Short exercise: Set out every line of the material below as a Markdown table with the columns Row and Line, numbering the rows in order. Omit blank lines and leave the pictures out.

Record list:
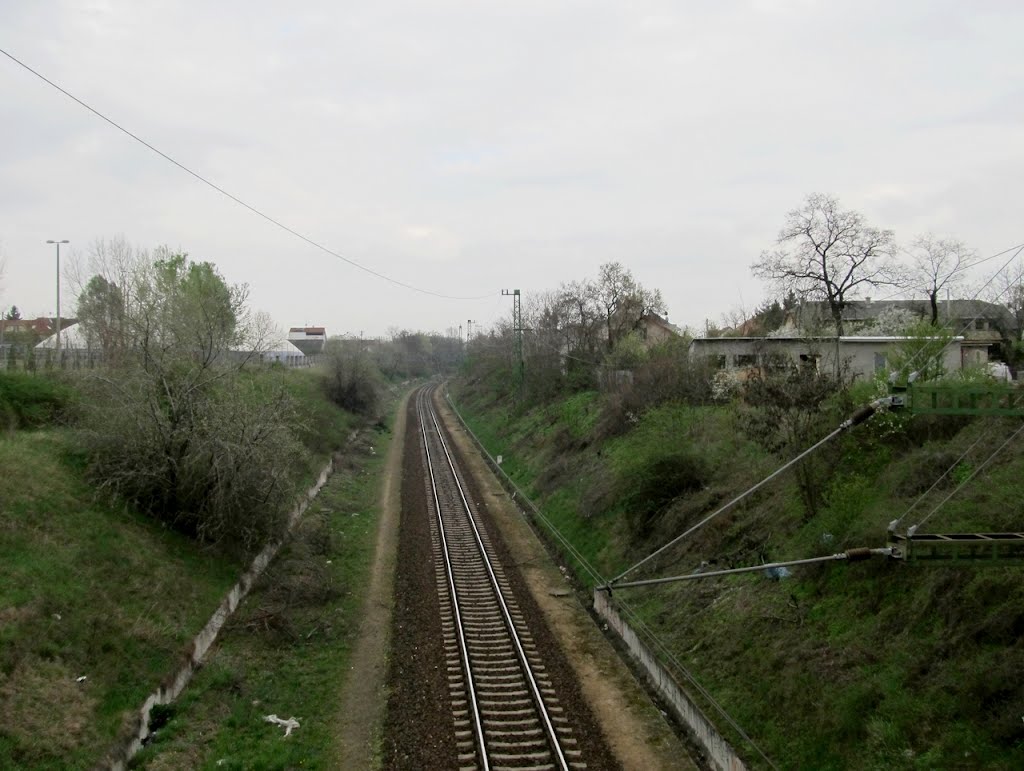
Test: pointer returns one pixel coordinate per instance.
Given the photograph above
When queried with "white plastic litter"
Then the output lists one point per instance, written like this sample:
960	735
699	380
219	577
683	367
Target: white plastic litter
288	725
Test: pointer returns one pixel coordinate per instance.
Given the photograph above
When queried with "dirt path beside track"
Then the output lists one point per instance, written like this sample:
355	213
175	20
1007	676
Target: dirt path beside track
637	733
364	694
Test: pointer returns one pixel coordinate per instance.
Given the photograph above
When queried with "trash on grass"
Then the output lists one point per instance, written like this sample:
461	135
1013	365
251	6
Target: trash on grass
288	725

Response to this task:
| Row | Line |
|---|---|
| 1 | Test: pointer returns one pixel coordinate per instance. |
| 2 | Given the photograph above |
| 3 | When queried with "white plastic litter" |
| 4 | Then the output lists one point per instance, written like this sample: |
| 5 | 960	735 |
| 6 | 699	380 |
| 7 | 219	577 |
| 8 | 683	367 |
| 9 | Target: white plastic litter |
| 10 | 288	725 |
| 11 | Test: pointer returns one pixel coordinate per instance. |
| 12 | Given the photograph above |
| 13 | When queried with "dirt path beside track" |
| 14 | Then the output lists one point per instance, written like this sample: |
| 15 | 355	213 |
| 16 | 175	20 |
| 17 | 1007	676 |
| 18 | Target: dirt path beside track |
| 19 | 637	733 |
| 20 | 364	694 |
| 21 | Test: pointer returns one pixel coordinate per instance. |
| 22 | Given the photograph above |
| 23 | When queried with "trash on grass" |
| 24 | Then the output lists one point per instance, written like this sample: |
| 25 | 461	135 |
| 26 | 1013	365 |
| 27 | 251	6 |
| 28 | Target: trash on grass |
| 29 | 288	725 |